++++ Document passage ++++

That’s too bad, Cavalieri said, because biomass — a range of materials from algae to grass to wood chips — can play a useful role in the United States’ long-term energy plans. Demand for energy in the years ahead outpaces what the nation can provide in fossil fuels, and prices for gas and oil won’t be low forever, he said.

In New York, ReEnergy burns forest residue at its 24-year-old plant in Lyonsdale, a town on the edge of the Adirondack Park, creating enough electricity for about 21,000 homes. The company has two other plants in the region, including a 60-megawatt plant that provides electricity to Fort Drum, a large Army base, where the company said it has the biggest renewable energy contract in the history of the Army.

Its plant at Fort Drum is losing money, too, the company has said, and executives are looking for additional customers there, as well.

"Energy generators everywhere are struggling due to record-low wholesale electricity prices. Our Lyonsdale facility is not financially viable due to electricity prices," said a company spokeswoman, Sarah Boggess.

ReEnergy is pinning its hopes on a proposed clean energy standard in New York, which it said could provide a long-term solution allowing for "sufficiently priced" renewable energy credits, Boggess said. In the meantime, she said, the company hopes for an energy sales agreement or short-term funding.

That’s where Schumer comes in.

Schumer has asked the New York State Public Service Commission to help devise a plan to keep the plant open, possibly by allowing it to sell more renewable energy credits to the New York State Energy Research and Development Authority. He hasn’t heard back on the request, Schumer said yesterday.

Biomass plants are especially plentiful in California, Oregon and Washington, as well as in Florida, Minnesota and Maine, according to the Biomass Power Association, a trade group with 41 member companies. The BPA touts biomass for reducing methane that would otherwise be released by decomposing forest material, as well as for lowering carbon emissions, although the carbon-related benefit is a point of contention among scientists.

California’s biomass industry has shrunk dramatically due to the loss of government subsidies, the California Energy Commission reported. At the industry’s height in the state in the early 1990s, 66 plants generated more than 800 megawatts of power; generation has fallen to 640 MW as the number of plants has plummeted by more than half, the commission said.

++++ Available data ++++

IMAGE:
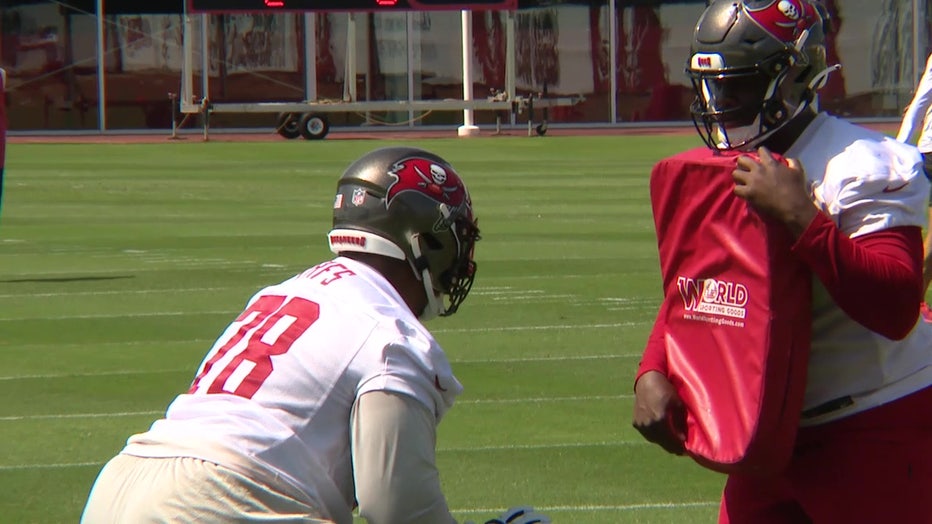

++++

▶ Aim
In the biomass power passage, about how many homes does ReEnergy's Lyonsdale plant make enough electricity for?

▶ Result for this exercise
About 21,000 homes.